Problem details =>
Write out exactly the lines of the material below, beginning at the top and ending at the line that contains "eye, one line per instance.".

Data for the task =>

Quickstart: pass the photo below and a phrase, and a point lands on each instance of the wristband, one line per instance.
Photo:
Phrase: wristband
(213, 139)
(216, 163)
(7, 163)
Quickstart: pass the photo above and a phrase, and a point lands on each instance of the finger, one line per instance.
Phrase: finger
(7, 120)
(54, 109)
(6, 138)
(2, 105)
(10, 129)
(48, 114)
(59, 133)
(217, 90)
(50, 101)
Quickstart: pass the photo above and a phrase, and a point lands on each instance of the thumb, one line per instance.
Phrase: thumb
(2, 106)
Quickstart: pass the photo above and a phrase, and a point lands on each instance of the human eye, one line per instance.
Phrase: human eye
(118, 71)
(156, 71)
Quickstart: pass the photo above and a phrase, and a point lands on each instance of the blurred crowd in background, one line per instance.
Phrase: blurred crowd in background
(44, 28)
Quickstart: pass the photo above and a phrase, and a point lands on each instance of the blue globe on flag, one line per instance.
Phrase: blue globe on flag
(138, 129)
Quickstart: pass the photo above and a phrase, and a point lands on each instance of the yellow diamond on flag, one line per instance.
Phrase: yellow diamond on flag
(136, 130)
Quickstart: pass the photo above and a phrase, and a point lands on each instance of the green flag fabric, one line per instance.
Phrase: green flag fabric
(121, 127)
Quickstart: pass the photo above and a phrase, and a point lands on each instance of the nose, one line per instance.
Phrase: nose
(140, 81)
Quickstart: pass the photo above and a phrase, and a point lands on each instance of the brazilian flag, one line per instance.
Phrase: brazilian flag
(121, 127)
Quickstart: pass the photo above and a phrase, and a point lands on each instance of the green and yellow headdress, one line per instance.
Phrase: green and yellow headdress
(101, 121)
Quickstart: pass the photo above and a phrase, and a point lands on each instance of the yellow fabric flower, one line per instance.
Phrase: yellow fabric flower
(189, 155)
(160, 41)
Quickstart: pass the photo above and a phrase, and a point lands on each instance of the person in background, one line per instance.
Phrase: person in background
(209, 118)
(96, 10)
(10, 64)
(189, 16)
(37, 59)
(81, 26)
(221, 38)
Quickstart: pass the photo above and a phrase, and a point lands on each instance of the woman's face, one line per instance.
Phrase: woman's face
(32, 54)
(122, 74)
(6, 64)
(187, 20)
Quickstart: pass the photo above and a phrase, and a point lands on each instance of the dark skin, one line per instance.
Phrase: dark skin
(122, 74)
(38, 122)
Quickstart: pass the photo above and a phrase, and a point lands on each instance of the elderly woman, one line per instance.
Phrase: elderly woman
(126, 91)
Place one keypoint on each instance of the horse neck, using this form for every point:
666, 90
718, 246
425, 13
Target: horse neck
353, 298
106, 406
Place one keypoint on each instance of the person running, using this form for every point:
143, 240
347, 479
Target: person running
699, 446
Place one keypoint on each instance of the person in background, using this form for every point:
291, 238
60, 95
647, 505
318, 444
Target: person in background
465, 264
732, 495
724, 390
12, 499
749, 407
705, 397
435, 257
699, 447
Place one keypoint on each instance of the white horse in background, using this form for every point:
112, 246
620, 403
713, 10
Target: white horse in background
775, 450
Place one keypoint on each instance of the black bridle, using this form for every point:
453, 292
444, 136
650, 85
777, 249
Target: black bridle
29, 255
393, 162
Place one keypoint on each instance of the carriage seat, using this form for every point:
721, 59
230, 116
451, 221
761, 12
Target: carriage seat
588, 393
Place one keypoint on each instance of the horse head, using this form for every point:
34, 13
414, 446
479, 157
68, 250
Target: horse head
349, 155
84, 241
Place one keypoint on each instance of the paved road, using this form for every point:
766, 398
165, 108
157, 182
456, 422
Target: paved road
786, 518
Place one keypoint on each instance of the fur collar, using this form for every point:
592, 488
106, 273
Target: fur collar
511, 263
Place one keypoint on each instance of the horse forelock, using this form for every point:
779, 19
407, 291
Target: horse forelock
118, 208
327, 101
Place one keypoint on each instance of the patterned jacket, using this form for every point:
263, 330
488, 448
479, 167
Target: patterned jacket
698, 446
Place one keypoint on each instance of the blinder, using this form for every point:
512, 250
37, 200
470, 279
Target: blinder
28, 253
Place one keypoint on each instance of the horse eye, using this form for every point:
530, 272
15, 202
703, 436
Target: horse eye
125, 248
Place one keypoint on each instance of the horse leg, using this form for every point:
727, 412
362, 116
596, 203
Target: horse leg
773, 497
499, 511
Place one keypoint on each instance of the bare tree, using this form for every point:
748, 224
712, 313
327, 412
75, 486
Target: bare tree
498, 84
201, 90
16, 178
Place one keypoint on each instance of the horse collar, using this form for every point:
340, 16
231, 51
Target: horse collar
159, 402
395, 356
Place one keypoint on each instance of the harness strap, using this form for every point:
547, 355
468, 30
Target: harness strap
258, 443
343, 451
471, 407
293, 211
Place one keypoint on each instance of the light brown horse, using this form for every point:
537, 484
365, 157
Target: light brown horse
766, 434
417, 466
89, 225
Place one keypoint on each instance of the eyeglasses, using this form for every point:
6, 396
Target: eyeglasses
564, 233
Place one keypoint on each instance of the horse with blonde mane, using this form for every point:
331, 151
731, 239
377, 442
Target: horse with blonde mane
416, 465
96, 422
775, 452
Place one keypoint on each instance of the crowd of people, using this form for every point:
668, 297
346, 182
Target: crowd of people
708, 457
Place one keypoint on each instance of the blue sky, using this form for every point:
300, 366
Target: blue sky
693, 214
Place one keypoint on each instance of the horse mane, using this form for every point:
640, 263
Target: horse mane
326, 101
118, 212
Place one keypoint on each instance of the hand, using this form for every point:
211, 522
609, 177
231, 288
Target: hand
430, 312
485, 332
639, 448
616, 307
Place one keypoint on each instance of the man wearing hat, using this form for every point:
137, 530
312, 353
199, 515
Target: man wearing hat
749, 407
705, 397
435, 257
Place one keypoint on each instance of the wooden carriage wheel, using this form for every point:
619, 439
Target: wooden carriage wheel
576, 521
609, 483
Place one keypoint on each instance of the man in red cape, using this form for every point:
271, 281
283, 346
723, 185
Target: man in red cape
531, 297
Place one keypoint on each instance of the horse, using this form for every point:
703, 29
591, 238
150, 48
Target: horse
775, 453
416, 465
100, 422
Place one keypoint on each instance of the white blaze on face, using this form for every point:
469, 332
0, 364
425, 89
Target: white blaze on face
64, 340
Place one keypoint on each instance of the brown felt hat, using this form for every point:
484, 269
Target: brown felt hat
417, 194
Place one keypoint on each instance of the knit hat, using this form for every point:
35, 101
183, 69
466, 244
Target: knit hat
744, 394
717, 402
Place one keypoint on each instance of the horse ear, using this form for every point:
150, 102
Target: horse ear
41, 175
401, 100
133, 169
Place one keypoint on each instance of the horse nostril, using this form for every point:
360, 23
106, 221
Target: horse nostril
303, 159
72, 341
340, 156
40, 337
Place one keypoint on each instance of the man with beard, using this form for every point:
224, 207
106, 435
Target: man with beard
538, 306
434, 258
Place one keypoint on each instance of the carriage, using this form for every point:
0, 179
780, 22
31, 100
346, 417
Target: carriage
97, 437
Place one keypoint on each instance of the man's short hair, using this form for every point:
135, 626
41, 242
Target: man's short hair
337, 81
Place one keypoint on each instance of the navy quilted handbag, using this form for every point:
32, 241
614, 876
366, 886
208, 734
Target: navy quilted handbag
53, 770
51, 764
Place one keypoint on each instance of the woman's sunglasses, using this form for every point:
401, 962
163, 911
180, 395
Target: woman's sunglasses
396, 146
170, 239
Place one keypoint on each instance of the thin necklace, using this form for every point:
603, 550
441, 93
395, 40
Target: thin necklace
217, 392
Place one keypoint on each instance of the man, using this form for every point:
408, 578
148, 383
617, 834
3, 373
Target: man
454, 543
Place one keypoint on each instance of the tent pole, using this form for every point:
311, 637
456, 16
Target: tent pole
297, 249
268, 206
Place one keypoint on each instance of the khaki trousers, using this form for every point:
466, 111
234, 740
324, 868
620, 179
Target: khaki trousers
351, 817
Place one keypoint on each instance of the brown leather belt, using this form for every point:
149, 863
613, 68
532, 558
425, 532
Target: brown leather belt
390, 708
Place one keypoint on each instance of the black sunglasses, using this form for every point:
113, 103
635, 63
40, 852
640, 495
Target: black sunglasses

Solution to the exercise =>
Quickstart: pass the photo below and a phrase, and a point lands on each instance of the wristband, one line per instance.
Photo:
Phrase: wristband
(213, 139)
(216, 163)
(7, 163)
Quickstart: pass the photo above and a phrase, and a point lands on each instance of the finger, one line per instance.
Phrase: finger
(7, 120)
(54, 109)
(6, 138)
(2, 105)
(10, 129)
(48, 114)
(59, 133)
(217, 90)
(50, 101)
Quickstart: pass the photo above and a phrase, and a point lands on each instance of the thumb, one line per instance.
Phrase: thumb
(2, 106)
Quickstart: pass the photo above and a phrase, and a point lands on each instance of the human eye, one line per instance.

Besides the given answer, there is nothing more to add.